Return the data in full, exactly as it was written.

|---|

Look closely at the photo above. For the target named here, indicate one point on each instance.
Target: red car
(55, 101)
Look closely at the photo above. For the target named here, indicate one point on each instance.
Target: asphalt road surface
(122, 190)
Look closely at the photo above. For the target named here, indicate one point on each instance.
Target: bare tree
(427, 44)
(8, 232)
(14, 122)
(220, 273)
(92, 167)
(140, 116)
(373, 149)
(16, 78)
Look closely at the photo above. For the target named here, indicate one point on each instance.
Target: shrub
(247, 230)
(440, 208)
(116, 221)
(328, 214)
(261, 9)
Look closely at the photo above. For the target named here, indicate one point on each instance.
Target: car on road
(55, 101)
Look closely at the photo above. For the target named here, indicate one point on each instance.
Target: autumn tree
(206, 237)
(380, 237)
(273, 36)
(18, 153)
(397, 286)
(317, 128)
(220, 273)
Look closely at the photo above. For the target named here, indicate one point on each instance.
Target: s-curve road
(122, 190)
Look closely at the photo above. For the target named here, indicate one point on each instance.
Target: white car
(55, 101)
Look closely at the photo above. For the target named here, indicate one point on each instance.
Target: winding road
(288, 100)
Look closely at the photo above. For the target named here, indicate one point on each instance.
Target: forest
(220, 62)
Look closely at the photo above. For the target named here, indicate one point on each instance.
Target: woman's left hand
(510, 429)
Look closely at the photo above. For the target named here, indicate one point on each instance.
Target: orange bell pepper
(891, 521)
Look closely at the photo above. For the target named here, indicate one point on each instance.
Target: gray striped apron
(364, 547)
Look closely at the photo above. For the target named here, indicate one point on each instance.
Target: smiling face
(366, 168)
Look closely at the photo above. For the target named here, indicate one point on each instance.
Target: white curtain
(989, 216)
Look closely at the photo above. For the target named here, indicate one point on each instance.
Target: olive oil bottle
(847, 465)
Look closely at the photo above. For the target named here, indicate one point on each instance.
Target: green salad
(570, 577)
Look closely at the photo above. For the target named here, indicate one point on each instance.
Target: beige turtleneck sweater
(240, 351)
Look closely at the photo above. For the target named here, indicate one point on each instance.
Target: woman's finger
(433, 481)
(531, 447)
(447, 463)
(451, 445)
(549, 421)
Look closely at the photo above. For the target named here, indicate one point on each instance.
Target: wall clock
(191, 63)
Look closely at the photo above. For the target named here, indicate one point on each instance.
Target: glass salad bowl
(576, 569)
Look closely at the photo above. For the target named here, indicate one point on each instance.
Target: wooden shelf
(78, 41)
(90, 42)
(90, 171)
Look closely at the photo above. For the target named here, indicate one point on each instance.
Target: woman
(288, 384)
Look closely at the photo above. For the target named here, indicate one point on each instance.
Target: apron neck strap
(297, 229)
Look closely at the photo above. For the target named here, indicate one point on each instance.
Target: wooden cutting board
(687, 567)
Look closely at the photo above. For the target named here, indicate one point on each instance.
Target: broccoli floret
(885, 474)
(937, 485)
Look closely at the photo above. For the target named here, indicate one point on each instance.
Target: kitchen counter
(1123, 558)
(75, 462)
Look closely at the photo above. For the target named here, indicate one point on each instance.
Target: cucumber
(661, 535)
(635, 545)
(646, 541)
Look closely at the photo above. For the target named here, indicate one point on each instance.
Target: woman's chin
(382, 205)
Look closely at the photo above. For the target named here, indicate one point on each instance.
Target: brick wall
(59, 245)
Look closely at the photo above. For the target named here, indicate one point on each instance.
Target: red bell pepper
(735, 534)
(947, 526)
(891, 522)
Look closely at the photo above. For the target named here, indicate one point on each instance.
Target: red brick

|---|

■ **OUTPUT BELOW**
Look closely at the photo above. For the target named here, indicate one point on each instance.
Target: red car
(55, 101)
Look closely at the photo above. For the target named here, indicate one point on each instance.
Target: asphalt road surface
(122, 190)
Look closely at the photo above. For the target named here, indicate one point on each instance.
Target: bare tree
(427, 44)
(8, 232)
(14, 122)
(220, 273)
(92, 167)
(140, 116)
(373, 149)
(16, 78)
Look closely at the photo above. For the target named here, indicate one point on each instance.
Target: shrub
(247, 230)
(440, 208)
(116, 221)
(328, 214)
(261, 9)
Look closely at the photo above. For the target named here, indicate one point on each instance.
Target: car on road
(55, 101)
Look closely at the photo above. For the target named here, indicate one point on each instance.
Target: autumn tree
(206, 237)
(380, 237)
(273, 36)
(18, 153)
(397, 286)
(317, 128)
(220, 273)
Look closely at the photo above. For the target named here, indicate one point on each instance.
Target: s-curve road
(122, 190)
Look closely at the photo above. For the target named here, indicate one point on each instance.
Target: white car
(55, 101)
Look closely at the photo above. For the target named here, indicate one point on each instance.
Target: winding road
(288, 100)
Look closely at the photo above. For the target named here, indicate one point on each instance.
Target: forest
(220, 62)
Look closely at the photo above. For the target named here, indicate one point on each instance.
Target: woman's left hand
(510, 429)
Look closely at the photo above. For the target named here, indicate one point on each instance.
Target: orange bell pepper
(891, 521)
Look closely at the photo above. For the target named here, indicate one point on each instance.
Target: gray striped apron
(364, 547)
Look closely at the photo above. For the target named here, indicate one point on each instance.
Target: smiling face
(366, 168)
Look closely at the photo above. For the target named here, indicate one point on each instance.
Target: white curtain
(989, 216)
Look closely at the photo above. For the target named here, indicate one point on each instance.
Target: olive oil bottle
(847, 465)
Look closely at the photo above. For the target named here, indicate one point on each instance.
Target: green salad
(570, 577)
Look closely at the photo above. For the target named here, indicate one point on each instance.
Target: beige turtleneck sweater
(240, 351)
Look closely at the photo above. For the target named here, indicate one point on each instance.
Target: woman's finger
(433, 481)
(531, 447)
(447, 463)
(451, 445)
(549, 421)
Look closely at the photo above. For the target named here, indicate one point on each instance.
Target: wall clock
(191, 63)
Look closely at the photo above. For the target named here, indicate one point on each instance.
Target: glass salad bowl
(576, 569)
Look closely at the photo above. For the target named here, indicate one point on each instance.
Target: wooden shelf
(78, 41)
(90, 42)
(90, 171)
Look closely at the photo above. For the target named here, indicate one point on each instance.
Target: woman
(288, 384)
Look closely at the photo above. For the target named here, indicate one point on each instance.
Target: apron neck strap
(297, 229)
Look closely at the photo above. For the target named here, indicate one point on each instance.
Target: wooden cutting board
(687, 567)
Look closely at the photo above. For the target named here, indicate one point on each instance.
Target: broccoli floret
(885, 474)
(937, 485)
Look closely at the photo above. For the target named here, indicate one point on each instance.
Target: kitchen counter
(1123, 558)
(75, 462)
Look closely at the photo above. For the target named here, indicate one point on each instance.
Target: cucumber
(661, 535)
(635, 545)
(646, 541)
Look closely at the photo above. For the target named here, indicate one point on each instance.
Target: woman's chin
(382, 205)
Look closely at the photo above. For the target named here, indicate one point on each instance.
Target: brick wall
(59, 245)
Look closely at the photo above. For the target named here, indicate one point on each instance.
Target: red bell pepper
(735, 534)
(947, 526)
(891, 522)
Look closely at the photo above. For the target named here, indicate one point on each instance.
Target: red brick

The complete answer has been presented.